*WRITTEN INSTRUCTION 1*
Find every line in the listing below that contains the string "path", and copy each of those lines.

··· PAGE TEXT ···

The policy of the assistant is straightforward:

Observe the current state of the game, and put the simulation in that state, via the reset mechanism.

Play the simulation just enough that the user model takes an action

Observe the action that was taken by the user model and pick the same.

At each turn, the assistant takes the same action as the user model. If we provide the assistant with the true model of the user, then the coordination is perfect:

user = PseudoRandomUser()
user_model = PseudoRandomUser()  # The same as user

assistant = CoordinatedAssistant(user_model=user_model)
bundle = Bundle(task=CoordinatedTask(), user=user, assistant=assistant)
bundle.reset(go_to=3)
while True:
    obs, rewards, is_done = bundle.step()
    # print(bundle.game_state)
    if is_done:
        break

Rollouts

Usually, we need a more comprehensive simulation that spans several steps and that features a user and an assistant. Using the same assistant simultaneously in a bundle and in a simulation is not straightforward, so CoopIHC provides a few helper classes. In particular, the inference engines, policies etc. used during simulation can not be the same as the ones during execution of the bundle (or, you would have infinite recursion). CoopIHC offers the possibility of having two different inference engines and policies, using the so-called DualInferenceEngine and DualPolicy. Depending on the state of the engine, the primary or the dual engine is used (same for the policy).

To illustrate these, let’s go over a variation of the previous example:

task = CoordinatedTask()
task_model = CoordinatedTask()

user = PseudoRandomUserWithParams(p=[1, 5, 7])
user_model = copy.deepcopy(user)


assistant = CoordinatedAssistantWithRollout(task_model, user_model, [5, 7])
bundle = Bundle(task=task, user=user, assistant=assistant)
bundle.reset()

while True:
    obs, rewards, is_done = bundle.step()
    if is_done:
        break

Notice that the parameters of the PseudoRandomPolicy are given at initialization with the PseudoRandomUserWithParams (before, they were hard-coded in the user). If you look at the assistant, you see that we pass it a model of the task, a model of the user, as well as two parameters. These parameters are the last two parameters of the user model. The first one is unknown. The point of the assistant is now to infer that parameter using the models of the task and user it was given.

The code for the assistant is as follows:

class CoordinatedAssistantWithRollout(BaseAgent):
    def __init__(self, task_model, user_model, p, **kwargs):
        state = State()

··· RECORDS PROVIDED ···

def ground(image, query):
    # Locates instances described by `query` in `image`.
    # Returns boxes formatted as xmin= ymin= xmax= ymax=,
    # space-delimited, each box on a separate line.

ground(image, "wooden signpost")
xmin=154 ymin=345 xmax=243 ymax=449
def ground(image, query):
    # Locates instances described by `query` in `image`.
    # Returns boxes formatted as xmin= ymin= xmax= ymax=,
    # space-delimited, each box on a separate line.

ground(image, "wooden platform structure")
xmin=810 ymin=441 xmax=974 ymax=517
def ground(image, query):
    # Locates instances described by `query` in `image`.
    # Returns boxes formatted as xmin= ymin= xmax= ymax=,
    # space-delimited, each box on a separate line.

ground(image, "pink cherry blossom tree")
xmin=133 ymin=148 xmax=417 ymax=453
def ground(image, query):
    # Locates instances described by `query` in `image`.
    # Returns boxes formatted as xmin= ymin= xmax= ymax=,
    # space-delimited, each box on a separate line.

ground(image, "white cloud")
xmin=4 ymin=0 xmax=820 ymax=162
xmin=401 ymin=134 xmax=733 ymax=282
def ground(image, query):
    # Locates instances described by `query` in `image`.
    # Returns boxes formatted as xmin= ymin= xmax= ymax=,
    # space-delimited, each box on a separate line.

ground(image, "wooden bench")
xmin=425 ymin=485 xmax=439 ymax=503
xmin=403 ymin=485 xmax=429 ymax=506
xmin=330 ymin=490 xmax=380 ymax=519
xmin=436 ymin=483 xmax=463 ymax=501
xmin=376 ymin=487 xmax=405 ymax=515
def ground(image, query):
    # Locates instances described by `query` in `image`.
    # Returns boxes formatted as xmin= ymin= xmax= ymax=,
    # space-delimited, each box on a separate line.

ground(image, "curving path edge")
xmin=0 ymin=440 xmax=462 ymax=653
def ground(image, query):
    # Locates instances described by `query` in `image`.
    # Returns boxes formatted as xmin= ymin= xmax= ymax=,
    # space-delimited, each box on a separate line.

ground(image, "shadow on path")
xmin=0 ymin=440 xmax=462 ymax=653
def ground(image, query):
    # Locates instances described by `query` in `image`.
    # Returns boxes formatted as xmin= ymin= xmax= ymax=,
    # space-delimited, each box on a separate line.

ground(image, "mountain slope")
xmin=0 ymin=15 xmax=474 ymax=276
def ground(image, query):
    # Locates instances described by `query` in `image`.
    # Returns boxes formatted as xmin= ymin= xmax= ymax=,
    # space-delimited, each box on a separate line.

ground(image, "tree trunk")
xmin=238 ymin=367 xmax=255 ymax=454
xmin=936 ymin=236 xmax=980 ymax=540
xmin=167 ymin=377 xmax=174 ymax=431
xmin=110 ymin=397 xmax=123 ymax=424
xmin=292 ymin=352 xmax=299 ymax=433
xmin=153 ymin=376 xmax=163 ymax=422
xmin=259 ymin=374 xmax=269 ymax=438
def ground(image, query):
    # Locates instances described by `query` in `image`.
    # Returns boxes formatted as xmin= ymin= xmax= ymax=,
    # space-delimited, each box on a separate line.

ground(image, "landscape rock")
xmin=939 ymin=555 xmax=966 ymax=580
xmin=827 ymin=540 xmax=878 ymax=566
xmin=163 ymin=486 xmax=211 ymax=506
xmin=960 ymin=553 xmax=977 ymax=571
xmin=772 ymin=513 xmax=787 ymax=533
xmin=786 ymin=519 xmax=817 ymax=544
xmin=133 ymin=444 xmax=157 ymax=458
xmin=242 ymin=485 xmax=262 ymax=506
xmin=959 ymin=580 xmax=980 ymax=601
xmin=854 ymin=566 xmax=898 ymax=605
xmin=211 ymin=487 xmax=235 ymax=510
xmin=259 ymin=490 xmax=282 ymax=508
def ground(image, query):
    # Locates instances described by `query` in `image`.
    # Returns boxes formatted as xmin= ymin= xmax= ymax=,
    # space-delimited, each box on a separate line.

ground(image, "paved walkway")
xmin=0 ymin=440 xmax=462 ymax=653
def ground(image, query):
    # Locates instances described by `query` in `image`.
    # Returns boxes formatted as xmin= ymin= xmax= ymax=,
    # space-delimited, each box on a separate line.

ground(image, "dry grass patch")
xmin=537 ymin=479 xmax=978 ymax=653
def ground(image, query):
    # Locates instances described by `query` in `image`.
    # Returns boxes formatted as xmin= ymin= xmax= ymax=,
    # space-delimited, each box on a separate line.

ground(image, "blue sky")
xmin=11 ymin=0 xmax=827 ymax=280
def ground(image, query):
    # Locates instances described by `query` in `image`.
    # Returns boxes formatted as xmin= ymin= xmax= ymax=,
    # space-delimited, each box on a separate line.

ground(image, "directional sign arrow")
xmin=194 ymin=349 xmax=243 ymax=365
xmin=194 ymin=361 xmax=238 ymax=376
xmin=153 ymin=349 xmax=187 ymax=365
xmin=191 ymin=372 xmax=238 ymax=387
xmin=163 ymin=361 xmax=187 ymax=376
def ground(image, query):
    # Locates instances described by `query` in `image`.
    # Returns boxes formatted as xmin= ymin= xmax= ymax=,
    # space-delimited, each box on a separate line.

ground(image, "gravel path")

···
··· RECORDS PROVIDED ···

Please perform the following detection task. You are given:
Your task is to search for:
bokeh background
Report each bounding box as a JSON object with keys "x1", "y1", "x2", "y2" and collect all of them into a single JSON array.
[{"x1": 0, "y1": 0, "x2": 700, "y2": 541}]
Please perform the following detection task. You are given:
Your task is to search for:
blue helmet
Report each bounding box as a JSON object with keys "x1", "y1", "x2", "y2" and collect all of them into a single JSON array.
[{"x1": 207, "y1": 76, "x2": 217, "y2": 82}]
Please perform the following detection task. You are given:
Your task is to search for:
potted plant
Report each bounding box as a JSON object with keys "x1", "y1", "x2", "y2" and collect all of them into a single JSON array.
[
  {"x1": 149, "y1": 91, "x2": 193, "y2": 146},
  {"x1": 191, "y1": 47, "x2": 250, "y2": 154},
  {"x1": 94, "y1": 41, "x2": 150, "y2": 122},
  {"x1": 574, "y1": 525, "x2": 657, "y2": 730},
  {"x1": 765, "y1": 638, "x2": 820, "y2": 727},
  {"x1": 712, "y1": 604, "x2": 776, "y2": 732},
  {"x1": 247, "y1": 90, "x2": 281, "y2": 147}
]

···

*WRITTEN INSTRUCTION 2*
Reproduce the passage from the CoopIHC page above, starting with "user_model = copy.deepcopy(user)" and going on through "bundle.reset()".

*WORKED ANSWER 1*
ground(image, "curving path edge")
ground(image, "shadow on path")
ground(image, "gravel path")

*WORKED ANSWER 2*
user_model = copy.deepcopy(user)


assistant = CoordinatedAssistantWithRollout(task_model, user_model, [5, 7])
bundle = Bundle(task=task, user=user, assistant=assistant)
bundle.reset()